▶

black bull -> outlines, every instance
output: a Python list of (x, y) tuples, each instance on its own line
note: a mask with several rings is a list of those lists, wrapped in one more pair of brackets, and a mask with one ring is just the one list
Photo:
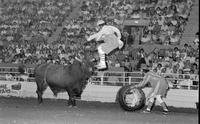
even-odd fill
[(42, 103), (42, 95), (49, 86), (54, 96), (61, 91), (69, 95), (68, 105), (76, 106), (76, 98), (81, 97), (93, 68), (92, 62), (75, 60), (71, 65), (41, 64), (35, 68), (38, 102)]

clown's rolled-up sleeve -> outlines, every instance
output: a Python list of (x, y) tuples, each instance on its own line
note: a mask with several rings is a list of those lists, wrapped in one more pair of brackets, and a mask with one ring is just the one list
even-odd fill
[(144, 88), (145, 85), (148, 83), (149, 79), (150, 79), (150, 75), (146, 75), (146, 76), (144, 77), (143, 81), (140, 82), (140, 83), (139, 83), (138, 85), (136, 85), (135, 87), (137, 87), (137, 88)]
[(96, 39), (97, 41), (99, 41), (99, 39), (102, 37), (103, 34), (105, 34), (106, 28), (102, 28), (98, 33), (91, 35), (87, 41), (91, 41), (93, 39)]

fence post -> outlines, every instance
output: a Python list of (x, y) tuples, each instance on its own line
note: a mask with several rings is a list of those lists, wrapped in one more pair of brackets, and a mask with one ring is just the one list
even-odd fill
[(191, 86), (191, 80), (189, 79), (188, 81), (189, 81), (189, 83), (188, 83), (188, 90), (190, 90), (191, 89), (191, 87), (190, 87)]
[(101, 85), (103, 85), (103, 79), (104, 79), (103, 75), (101, 75), (101, 83), (100, 83)]
[(128, 77), (128, 84), (131, 84), (131, 76)]

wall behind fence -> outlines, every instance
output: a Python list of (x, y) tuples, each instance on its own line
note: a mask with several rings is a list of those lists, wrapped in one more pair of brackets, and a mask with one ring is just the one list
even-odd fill
[[(116, 102), (116, 95), (121, 86), (101, 86), (88, 84), (82, 94), (82, 100), (100, 101), (100, 102)], [(150, 88), (143, 91), (147, 95)], [(16, 81), (0, 81), (0, 96), (17, 96), (17, 97), (33, 97), (37, 95), (35, 82), (16, 82)], [(67, 93), (60, 93), (55, 98), (48, 88), (44, 93), (44, 98), (52, 99), (68, 99)], [(171, 89), (168, 92), (166, 103), (173, 107), (196, 108), (196, 102), (199, 101), (198, 90)], [(158, 104), (158, 103), (156, 103)]]

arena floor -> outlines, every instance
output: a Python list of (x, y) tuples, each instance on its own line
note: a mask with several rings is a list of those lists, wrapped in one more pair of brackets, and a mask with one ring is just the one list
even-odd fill
[(38, 105), (34, 98), (0, 97), (0, 124), (198, 124), (196, 110), (170, 108), (168, 115), (159, 110), (126, 112), (118, 104), (85, 101), (69, 108), (66, 100), (45, 99)]

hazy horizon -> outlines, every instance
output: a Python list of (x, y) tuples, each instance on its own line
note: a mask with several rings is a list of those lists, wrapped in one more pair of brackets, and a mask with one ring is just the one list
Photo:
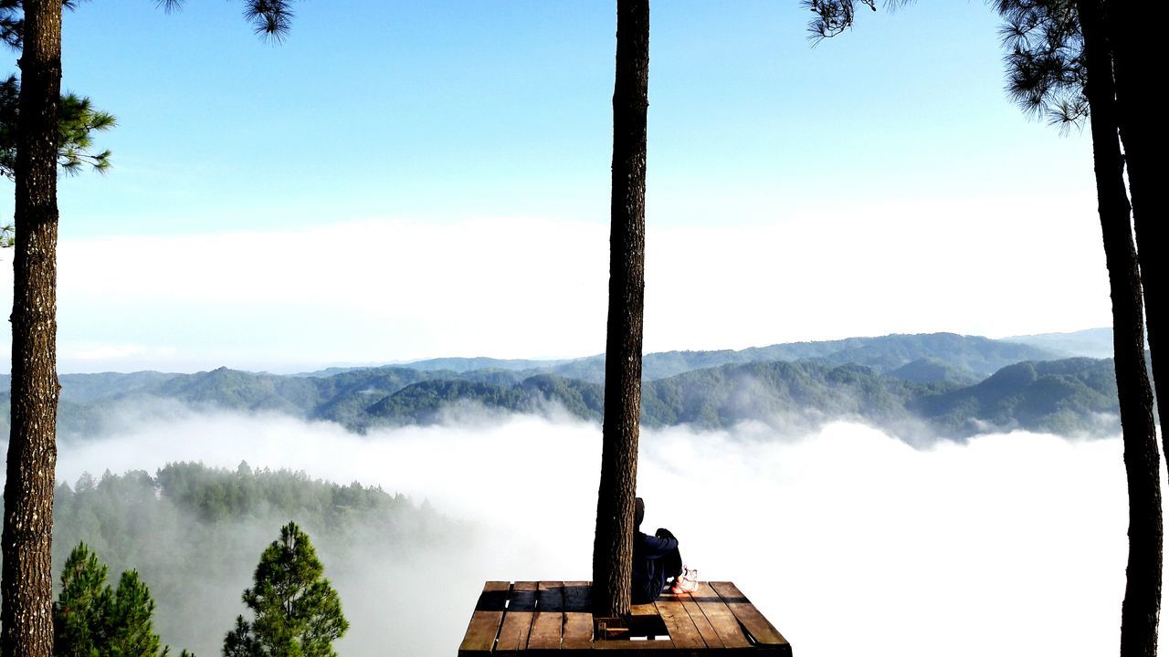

◀

- **WHAT IS REQUIRED**
Convert the entries, from the start of the entries to the line containing "68), (38, 102)]", into a Markdown table with the columns Row and Line. Number each line in order, leave out blank lines, and omit the pictures.

- **FINAL RESULT**
| Row | Line |
|---|---|
| 1 | black bull -> outlines, every instance |
| 2 | output: a Python list of (x, y) tuples, each instance on its own line |
| 3 | note: a mask with several rings is a list of those lists, wrapped in one more pair of brackets, and a mask with one ring is just the one list |
| 4 | Photo: |
| 5 | even-odd fill |
| 6 | [(42, 103), (42, 95), (49, 86), (54, 96), (61, 91), (69, 95), (68, 105), (76, 106), (76, 98), (81, 97), (93, 68), (92, 62), (75, 60), (71, 65), (41, 64), (35, 68), (38, 102)] |